◆ **TASK DIRECTIONS**: Render the data below as a Markdown table with the columns Row and Line text, covering only the span from the line with "Practice. Find the tree" to the line with "point(119, 274)", both ends included. Number each row and leave out blank lines.

◆ **GIVEN RECORDS**:
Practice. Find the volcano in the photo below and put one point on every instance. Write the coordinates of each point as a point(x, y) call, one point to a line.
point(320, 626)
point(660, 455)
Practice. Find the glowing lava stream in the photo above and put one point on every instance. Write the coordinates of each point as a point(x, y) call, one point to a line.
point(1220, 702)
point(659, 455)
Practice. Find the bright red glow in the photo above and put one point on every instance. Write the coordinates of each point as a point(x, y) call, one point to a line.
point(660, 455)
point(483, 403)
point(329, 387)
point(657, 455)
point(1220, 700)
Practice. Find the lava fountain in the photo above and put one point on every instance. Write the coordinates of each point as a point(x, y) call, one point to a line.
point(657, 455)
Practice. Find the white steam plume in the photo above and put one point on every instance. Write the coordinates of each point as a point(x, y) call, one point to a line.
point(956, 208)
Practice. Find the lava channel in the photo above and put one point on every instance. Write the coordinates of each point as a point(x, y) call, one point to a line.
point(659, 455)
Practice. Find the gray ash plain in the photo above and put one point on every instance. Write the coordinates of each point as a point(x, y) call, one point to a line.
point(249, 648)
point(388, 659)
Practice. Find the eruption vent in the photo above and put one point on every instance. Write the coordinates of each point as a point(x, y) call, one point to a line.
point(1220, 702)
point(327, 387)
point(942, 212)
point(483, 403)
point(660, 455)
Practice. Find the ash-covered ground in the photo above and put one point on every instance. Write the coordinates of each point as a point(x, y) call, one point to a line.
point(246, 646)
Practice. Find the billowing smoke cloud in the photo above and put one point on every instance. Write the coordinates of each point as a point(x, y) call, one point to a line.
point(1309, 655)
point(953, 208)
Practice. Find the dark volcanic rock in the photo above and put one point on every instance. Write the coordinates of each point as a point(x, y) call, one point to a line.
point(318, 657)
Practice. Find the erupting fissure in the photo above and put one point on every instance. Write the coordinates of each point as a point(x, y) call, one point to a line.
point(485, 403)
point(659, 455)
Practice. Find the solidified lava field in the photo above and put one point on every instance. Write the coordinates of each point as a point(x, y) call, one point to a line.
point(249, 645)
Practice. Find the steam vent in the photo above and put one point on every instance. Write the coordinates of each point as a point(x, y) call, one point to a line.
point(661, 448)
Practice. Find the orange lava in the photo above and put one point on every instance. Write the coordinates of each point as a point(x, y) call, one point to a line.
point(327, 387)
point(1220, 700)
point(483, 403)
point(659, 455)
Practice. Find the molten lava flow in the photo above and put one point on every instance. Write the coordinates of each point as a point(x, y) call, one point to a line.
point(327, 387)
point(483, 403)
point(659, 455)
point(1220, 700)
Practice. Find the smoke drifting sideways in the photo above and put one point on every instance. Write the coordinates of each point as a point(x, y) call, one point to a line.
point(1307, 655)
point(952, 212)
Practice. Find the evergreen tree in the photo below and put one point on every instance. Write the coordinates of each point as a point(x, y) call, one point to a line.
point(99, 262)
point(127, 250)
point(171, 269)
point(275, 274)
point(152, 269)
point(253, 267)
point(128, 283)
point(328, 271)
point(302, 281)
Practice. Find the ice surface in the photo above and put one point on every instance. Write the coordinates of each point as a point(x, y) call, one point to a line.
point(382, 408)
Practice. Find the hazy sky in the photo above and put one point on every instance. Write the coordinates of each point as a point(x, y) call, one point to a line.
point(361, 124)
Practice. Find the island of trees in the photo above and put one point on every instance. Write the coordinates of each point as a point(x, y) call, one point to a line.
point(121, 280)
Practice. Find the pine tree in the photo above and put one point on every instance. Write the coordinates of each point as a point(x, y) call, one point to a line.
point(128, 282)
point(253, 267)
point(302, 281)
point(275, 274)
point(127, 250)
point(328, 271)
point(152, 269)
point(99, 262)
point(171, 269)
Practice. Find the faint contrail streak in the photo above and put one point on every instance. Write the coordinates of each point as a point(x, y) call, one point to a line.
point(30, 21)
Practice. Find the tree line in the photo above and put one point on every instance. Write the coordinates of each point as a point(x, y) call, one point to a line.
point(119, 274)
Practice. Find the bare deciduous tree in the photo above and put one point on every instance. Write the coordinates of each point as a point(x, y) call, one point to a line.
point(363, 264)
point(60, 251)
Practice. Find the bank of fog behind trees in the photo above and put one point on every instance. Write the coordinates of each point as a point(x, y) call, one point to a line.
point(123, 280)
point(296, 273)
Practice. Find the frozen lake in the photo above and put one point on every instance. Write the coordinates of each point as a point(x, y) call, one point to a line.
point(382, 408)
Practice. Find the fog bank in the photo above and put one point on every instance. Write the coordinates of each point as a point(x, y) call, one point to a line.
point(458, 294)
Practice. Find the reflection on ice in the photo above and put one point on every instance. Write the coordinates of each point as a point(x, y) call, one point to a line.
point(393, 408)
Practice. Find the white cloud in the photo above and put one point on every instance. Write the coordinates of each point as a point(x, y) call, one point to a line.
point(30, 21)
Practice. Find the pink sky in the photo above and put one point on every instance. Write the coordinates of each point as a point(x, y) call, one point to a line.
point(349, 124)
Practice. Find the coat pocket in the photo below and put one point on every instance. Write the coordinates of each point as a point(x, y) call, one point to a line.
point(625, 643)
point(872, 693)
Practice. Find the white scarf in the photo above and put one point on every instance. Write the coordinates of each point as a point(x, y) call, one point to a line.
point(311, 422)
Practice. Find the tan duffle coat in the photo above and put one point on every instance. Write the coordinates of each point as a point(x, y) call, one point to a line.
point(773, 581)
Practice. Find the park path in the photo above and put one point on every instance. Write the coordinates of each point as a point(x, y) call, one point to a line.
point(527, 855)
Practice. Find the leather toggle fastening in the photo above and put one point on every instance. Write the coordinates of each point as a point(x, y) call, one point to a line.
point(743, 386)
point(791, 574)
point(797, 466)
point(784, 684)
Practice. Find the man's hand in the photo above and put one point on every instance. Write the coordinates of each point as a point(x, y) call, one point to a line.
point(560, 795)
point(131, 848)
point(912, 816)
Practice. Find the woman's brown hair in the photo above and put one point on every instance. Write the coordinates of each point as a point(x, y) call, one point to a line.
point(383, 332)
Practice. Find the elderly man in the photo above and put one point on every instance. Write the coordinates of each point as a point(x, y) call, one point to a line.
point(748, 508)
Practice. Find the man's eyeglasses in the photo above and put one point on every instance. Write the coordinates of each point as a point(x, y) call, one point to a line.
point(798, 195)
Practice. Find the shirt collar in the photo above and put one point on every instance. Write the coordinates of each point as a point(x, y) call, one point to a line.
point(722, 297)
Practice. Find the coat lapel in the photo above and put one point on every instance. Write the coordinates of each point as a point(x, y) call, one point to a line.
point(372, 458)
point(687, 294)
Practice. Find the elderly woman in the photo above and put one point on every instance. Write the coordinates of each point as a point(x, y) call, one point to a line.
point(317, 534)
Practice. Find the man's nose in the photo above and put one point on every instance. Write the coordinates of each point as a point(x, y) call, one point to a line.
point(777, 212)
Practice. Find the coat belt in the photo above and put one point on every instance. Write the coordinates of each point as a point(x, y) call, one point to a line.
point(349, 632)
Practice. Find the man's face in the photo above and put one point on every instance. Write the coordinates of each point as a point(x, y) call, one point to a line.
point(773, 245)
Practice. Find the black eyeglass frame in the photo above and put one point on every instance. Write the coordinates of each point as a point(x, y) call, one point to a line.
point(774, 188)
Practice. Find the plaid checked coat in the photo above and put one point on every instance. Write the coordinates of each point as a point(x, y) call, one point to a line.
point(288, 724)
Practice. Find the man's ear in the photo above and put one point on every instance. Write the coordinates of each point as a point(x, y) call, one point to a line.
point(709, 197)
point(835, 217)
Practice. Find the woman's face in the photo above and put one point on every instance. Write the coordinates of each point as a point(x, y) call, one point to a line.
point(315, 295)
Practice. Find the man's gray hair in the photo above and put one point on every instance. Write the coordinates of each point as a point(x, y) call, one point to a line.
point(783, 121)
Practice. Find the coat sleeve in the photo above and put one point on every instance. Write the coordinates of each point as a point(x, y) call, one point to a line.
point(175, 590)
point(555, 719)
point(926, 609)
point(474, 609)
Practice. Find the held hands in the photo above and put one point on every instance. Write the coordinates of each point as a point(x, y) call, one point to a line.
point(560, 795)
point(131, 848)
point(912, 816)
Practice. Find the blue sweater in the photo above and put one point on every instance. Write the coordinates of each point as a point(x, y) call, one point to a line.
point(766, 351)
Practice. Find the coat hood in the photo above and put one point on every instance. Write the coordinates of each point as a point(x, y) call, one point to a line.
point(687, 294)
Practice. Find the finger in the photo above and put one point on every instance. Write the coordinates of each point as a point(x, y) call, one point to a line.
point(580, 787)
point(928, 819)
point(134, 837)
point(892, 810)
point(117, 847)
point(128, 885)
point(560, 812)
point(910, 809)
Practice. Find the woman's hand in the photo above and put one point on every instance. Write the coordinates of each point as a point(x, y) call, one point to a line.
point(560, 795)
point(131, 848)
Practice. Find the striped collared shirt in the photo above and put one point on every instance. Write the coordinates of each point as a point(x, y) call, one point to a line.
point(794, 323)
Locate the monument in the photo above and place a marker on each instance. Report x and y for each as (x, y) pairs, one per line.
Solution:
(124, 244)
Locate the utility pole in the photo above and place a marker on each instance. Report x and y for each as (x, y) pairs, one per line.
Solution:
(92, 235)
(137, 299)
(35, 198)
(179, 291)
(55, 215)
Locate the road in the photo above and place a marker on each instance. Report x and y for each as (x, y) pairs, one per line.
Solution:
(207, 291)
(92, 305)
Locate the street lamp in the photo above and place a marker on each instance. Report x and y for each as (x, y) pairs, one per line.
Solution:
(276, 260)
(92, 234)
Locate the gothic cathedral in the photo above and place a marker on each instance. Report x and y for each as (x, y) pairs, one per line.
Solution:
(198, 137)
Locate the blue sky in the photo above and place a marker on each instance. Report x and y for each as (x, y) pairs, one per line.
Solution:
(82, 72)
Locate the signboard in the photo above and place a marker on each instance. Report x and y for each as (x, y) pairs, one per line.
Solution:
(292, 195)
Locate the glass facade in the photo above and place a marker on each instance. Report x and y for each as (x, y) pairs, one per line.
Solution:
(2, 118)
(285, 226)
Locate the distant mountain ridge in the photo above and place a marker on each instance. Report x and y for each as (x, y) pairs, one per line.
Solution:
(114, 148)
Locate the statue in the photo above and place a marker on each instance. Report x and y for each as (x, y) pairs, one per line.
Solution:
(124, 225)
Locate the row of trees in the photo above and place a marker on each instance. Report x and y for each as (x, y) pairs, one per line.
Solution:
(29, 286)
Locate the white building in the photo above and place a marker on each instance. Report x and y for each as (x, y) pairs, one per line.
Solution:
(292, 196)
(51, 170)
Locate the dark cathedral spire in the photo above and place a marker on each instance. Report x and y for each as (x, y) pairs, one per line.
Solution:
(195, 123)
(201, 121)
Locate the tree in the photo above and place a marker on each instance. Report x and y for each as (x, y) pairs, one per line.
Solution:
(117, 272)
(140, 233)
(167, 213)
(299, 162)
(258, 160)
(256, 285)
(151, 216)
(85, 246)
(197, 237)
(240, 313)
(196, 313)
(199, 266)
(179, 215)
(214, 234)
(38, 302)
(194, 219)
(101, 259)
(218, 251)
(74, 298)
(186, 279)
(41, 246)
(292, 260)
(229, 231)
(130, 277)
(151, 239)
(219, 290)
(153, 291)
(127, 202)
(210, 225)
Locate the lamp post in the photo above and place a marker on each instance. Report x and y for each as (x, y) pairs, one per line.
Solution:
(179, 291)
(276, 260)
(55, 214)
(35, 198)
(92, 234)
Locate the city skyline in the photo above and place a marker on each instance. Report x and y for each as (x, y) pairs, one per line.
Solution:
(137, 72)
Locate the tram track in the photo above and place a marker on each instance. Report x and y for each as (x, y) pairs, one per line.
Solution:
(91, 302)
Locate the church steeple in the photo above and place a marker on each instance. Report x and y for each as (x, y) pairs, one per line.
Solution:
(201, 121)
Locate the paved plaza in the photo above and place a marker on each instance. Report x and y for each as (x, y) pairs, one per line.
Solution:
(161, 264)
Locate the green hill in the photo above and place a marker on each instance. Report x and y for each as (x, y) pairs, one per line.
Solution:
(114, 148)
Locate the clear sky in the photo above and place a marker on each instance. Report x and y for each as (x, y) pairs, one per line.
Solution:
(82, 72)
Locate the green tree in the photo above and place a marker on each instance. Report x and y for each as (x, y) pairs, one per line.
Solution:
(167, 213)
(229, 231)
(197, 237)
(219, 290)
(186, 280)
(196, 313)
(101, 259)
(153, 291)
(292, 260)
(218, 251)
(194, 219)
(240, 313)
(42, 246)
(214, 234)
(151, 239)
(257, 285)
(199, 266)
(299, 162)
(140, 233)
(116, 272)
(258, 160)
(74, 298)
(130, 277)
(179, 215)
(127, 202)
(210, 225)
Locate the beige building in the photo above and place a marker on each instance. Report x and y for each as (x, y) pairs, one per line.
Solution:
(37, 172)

◆ **TASK OUTPUT**:
| Row | Line text |
|---|---|
| 1 | Practice. Find the tree line in the photo above and put one point on every instance. Write the coordinates of each point as a point(x, y) call, one point to a line. |
| 2 | point(119, 274) |